## Vorliegender Text:
_ _ _

Lachmann & Zauber zählte zu den viel beschäftigten "Architekturfirmen", die ihr Aufgabenfeld in der prosperierenden Großstadt Berlin fanden. (3) Typisch für sie war die Zusammenarbeit mit "Künstlerarchitekten", die die Fassaden entwarfen, während Lachmann & Zauber für die Gesamtkonzeption und die Grundrisse zuständig waren. Für die Dessauer Straße 28-29 wird in Architekturzeitschriften auch Johannes Kraaz als Architekt genannt. Die Gestaltung der Fassade im Stil "Um 1800" entspricht durchaus der Handschrift von Kraaz, der vor allem durch das klassizistische Wohnhaus für Walter Rathenau bekannt geworden ist.

_ _ _

## Bereitgestelltes Material:
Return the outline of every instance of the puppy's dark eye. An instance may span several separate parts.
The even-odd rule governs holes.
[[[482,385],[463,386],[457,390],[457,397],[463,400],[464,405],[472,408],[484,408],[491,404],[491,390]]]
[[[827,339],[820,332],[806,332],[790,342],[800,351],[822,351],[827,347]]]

_ _ _

## Arbeitsaufträge:
• a. Beantworte anhand des Textes über Lachmann & Zauber die folgenden Fragen:
(i) Wofür waren Lachmann & Zauber bei der Zusammenarbeit mit den „Künstlerarchitekten“ zuständig?
(ii) Wer wird für die Dessauer Straße 28-29 in Architekturzeitschriften ebenfalls als Architekt genannt?
(iii) Durch welches Bauwerk ist Kraaz vor allem bekannt geworden?
• b. Schreibe den Abschnitt des Textes über Lachmann & Zauber erneut ab. Er beginnt bei "Lachmann & Zauber zählte" und endet bei "bekannt geworden ist.". Ersetze darin "Großstadt" durch "Metropole".

## Lösungen:
• a.
(i) Für die Gesamtkonzeption und die Grundrisse.
(ii) Johannes Kraaz.
(iii) Durch das klassizistische Wohnhaus für Walter Rathenau.

• b.
Lachmann & Zauber zählte zu den viel beschäftigten "Architekturfirmen", die ihr Aufgabenfeld in der prosperierenden Metropole Berlin fanden. (3) Typisch für sie war die Zusammenarbeit mit "Künstlerarchitekten", die die Fassaden entwarfen, während Lachmann & Zauber für die Gesamtkonzeption und die Grundrisse zuständig waren. Für die Dessauer Straße 28-29 wird in Architekturzeitschriften auch Johannes Kraaz als Architekt genannt. Die Gestaltung der Fassade im Stil "Um 1800" entspricht durchaus der Handschrift von Kraaz, der vor allem durch das klassizistische Wohnhaus für Walter Rathenau bekannt geworden ist.